:: PASSAGE TO READ ::
The same idea has to be performed to implement all the intrinsics mentioned in
the documentation.

Full diff: https://github.com/llvm/llvm-project/pull/113082.diff

6 Files Affected:

(modified) flang/lib/Optimizer/HLFIR/Transforms/CMakeLists.txt (+1)
(modified) flang/lib/Optimizer/OpenMP/CMakeLists.txt (+1)
(modified) flang/lib/Optimizer/OpenMP/LowerWorkshare.cpp (+116-35)
(modified) flang/lib/Optimizer/Passes/Pipelines.cpp (+2-2)
(modified) flang/test/Fir/basic-program.fir (+1-1)
(added) flang/test/Integration/OpenMP/workshare02.f90 (+36)

diff --git a/flang/lib/Optimizer/HLFIR/Transforms/CMakeLists.txt b/flang/lib/Optimizer/HLFIR/Transforms/CMakeLists.txt
index fa3a59303137ff..43da1eb92d0306 100644
--- a/flang/lib/Optimizer/HLFIR/Transforms/CMakeLists.txt
+++ b/flang/lib/Optimizer/HLFIR/Transforms/CMakeLists.txt
@@ -26,6 +26,7 @@ add_flang_library(HLFIRTransforms
   FIRTransforms
   HLFIRDialect
   MLIRIR
+  FlangOpenMPTransforms
   ${dialect_libs}
 
   LINK_COMPONENTS
diff --git a/flang/lib/Optimizer/OpenMP/CMakeLists.txt b/flang/lib/Optimizer/OpenMP/CMakeLists.txt
index 39e92d388288d4..776798d7239117 100644
--- a/flang/lib/Optimizer/OpenMP/CMakeLists.txt
+++ b/flang/lib/Optimizer/OpenMP/CMakeLists.txt
@@ -21,6 +21,7 @@ add_flang_library(FlangOpenMPTransforms
   FortranCommon
   MLIRFuncDialect
   MLIROpenMPDialect
+  MLIRArithDialect
   HLFIRDialect
   MLIRIR
   MLIRPass
diff --git a/flang/lib/Optimizer/OpenMP/LowerWorkshare.cpp b/flang/lib/Optimizer/OpenMP/LowerWorkshare.cpp
index 225c585a02d913..9fb84f3e099c4c 100644
--- a/flang/lib/Optimizer/OpenMP/LowerWorkshare.cpp
+++ b/flang/lib/Optimizer/OpenMP/LowerWorkshare.cpp
@@ -16,6 +16,7 @@
 //
 //===----------------------------------------------------------------------===//
 
+#include "flang/Optimizer/Builder/HLFIRTools.h"
:::
### REQUIREMENT 1
From the diff excerpt, pull out everything from "(modified) flang/lib/Optimizer/OpenMP/CMakeLists.txt (+1)" down to "(modified) flang/test/Fir/basic-program.fir (+1-1)".
### REQUIREMENT 2
Which file does the diff excerpt list as added rather than modified?
### REQUIREMENT 3
Does each statement agree with the diff excerpt? Answer yes or no for each, quoting the words that decide it. (a) Six files are affected by the change. (b) FlangOpenMPTransforms is added to the HLFIR transforms CMakeLists.txt. (c) Pipelines.cpp is a newly added file.
The material after this point is separate from the diff excerpt.
:: LISTED ENTRIES ::
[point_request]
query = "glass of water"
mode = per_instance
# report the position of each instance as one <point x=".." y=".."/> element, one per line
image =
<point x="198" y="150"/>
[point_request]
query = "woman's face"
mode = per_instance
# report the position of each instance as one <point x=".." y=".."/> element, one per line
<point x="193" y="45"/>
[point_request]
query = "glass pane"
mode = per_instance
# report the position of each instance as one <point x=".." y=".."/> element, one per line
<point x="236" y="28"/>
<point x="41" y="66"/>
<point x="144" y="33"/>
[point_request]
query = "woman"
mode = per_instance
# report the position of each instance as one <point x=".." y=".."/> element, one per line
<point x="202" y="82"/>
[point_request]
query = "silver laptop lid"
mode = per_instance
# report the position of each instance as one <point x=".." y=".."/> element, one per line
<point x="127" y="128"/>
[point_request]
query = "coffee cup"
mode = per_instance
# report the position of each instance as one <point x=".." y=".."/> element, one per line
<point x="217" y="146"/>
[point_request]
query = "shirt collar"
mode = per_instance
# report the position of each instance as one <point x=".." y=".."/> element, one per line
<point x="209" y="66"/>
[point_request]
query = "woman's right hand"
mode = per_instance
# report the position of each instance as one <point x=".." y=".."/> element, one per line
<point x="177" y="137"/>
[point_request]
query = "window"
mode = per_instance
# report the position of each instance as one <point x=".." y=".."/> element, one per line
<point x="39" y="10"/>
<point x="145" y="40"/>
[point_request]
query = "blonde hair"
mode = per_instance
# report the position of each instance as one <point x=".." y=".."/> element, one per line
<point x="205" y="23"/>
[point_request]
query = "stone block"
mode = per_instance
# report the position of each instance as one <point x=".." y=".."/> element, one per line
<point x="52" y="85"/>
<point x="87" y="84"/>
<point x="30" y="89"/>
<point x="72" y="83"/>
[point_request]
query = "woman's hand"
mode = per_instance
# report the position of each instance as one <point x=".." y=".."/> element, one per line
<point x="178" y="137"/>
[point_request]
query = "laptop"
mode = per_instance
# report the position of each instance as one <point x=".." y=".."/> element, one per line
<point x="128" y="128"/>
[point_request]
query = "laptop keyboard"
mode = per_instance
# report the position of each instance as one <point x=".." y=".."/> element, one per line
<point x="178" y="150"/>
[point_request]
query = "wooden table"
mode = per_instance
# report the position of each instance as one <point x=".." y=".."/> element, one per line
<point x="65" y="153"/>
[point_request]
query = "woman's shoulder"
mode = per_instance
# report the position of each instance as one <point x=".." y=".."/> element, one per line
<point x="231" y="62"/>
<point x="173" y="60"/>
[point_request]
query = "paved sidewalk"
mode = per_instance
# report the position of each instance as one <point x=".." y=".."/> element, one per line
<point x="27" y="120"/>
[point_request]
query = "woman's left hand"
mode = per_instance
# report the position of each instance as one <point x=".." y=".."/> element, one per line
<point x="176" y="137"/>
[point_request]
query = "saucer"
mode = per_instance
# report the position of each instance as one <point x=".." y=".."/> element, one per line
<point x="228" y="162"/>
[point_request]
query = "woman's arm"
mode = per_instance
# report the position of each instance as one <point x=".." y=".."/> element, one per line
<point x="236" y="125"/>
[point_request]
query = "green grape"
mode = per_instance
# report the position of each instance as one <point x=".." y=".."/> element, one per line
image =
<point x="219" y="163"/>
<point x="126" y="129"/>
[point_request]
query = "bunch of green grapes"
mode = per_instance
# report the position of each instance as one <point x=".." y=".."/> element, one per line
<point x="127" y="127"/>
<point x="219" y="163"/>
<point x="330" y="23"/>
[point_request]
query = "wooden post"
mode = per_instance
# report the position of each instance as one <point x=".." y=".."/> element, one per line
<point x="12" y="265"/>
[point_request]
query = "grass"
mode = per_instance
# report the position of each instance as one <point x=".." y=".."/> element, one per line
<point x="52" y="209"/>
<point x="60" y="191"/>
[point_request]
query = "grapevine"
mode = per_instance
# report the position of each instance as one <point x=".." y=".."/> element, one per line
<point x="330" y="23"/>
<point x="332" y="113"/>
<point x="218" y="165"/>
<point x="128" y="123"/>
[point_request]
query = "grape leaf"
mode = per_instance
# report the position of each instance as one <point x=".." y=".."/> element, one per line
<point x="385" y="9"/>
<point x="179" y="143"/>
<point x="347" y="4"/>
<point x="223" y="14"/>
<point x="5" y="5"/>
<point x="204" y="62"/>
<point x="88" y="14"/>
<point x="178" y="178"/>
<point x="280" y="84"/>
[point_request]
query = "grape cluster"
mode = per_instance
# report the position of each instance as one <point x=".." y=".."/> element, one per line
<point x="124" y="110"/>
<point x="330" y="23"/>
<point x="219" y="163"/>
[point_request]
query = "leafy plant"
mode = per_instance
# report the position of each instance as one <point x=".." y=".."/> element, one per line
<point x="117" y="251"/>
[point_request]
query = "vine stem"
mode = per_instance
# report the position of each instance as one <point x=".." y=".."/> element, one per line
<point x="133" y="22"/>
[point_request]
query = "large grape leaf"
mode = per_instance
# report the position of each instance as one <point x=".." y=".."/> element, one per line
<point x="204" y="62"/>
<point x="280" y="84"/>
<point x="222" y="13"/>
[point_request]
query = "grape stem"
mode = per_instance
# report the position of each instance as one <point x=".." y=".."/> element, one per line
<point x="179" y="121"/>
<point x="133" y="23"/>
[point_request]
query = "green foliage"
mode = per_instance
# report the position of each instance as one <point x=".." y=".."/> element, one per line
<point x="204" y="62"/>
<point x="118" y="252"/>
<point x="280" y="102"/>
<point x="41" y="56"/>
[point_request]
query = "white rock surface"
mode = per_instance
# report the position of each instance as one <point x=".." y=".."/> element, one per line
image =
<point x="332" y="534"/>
:::
### REPLY 1
(modified) flang/lib/Optimizer/OpenMP/CMakeLists.txt (+1)
(modified) flang/lib/Optimizer/OpenMP/LowerWorkshare.cpp (+116-35)
(modified) flang/lib/Optimizer/Passes/Pipelines.cpp (+2-2)
(modified) flang/test/Fir/basic-program.fir (+1-1)

### REPLY 2
flang/test/Integration/OpenMP/workshare02.f90

### REPLY 3
(a) Yes: "6 Files Affected:"
(b) Yes: "+  FlangOpenMPTransforms"
(c) No: "(modified) flang/lib/Optimizer/Passes/Pipelines.cpp (+2-2)"